◆ **REQUIRED WORK**: Copy out, unchanged, the stretch of lines from the one containing "Task: locate the wheel" through the one containing "x=256 y=130".

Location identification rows
------

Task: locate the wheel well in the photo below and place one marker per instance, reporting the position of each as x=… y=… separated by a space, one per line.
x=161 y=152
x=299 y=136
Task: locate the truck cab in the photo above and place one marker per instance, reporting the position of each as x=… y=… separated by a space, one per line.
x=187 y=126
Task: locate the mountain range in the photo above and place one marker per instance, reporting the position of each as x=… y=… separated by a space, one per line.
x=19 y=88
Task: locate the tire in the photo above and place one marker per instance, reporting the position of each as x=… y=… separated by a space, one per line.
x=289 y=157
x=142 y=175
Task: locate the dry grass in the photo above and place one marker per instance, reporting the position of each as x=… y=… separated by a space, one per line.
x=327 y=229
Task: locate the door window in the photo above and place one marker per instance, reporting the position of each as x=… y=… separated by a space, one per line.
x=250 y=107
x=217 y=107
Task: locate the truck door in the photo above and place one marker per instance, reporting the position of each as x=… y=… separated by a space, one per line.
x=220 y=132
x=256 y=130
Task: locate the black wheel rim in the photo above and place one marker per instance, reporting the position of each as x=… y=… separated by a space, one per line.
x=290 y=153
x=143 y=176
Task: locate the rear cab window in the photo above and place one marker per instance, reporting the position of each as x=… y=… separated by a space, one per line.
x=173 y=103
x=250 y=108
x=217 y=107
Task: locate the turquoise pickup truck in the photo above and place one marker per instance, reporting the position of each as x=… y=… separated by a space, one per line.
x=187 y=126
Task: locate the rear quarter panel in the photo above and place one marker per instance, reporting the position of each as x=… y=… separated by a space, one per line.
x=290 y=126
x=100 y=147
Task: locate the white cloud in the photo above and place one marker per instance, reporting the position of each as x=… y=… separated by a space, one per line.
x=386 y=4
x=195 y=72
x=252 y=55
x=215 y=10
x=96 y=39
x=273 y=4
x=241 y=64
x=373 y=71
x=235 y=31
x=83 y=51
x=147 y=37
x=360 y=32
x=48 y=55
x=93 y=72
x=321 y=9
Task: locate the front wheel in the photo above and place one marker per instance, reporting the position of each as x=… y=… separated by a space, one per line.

------

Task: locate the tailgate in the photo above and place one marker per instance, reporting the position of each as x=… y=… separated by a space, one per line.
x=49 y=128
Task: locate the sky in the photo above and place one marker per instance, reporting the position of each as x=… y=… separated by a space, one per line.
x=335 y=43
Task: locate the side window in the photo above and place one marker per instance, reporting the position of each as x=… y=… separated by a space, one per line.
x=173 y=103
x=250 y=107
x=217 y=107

------

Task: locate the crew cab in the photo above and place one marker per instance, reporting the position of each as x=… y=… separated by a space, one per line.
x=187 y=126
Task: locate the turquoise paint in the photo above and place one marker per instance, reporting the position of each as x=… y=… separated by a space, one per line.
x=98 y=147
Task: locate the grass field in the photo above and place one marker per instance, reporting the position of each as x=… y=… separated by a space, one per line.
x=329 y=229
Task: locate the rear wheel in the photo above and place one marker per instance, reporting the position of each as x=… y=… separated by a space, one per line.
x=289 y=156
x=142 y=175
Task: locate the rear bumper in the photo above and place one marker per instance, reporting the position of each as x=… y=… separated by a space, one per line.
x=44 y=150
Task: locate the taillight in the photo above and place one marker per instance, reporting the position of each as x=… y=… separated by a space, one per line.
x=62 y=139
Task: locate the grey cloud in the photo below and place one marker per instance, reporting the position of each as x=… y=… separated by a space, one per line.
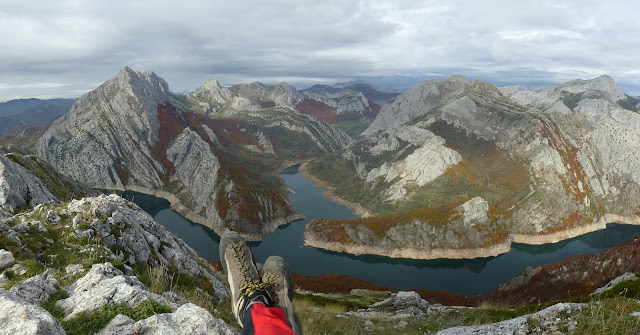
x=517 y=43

------

◆ **OUTPUT OF THE EXERCISE**:
Task: locate the wheel well in the photo below and place one marker per instance, reporting the position of each as x=… y=… separated by a space, one per line.
x=161 y=152
x=299 y=136
Task: locate the truck cab in the photo above and place one marker per instance, reporting the position of each as x=… y=… separated by a space, one per line.
x=187 y=126
Task: locate the mountain range in the photo above and place one marker per instance, reporting the position of each as x=… y=… separated by a space, one per line.
x=19 y=88
Task: locate the tire in the photo above and place one marker per instance, reporting the position of each as x=… y=… separated by a space, one per line.
x=289 y=157
x=142 y=175
Task: locate the dry grass in the photo above and place one marker per instance, reporting the position of each as x=… y=… separated by a space, one per line.
x=327 y=229
Task: locate the door window in the photo above and place one marker per instance, reporting the position of each as x=… y=… separated by a space, one per line.
x=250 y=107
x=217 y=107
Task: locate the truck door in the photo above and place one marker per instance, reporting the position of each as x=… y=… separated by a space, one per line.
x=220 y=132
x=256 y=130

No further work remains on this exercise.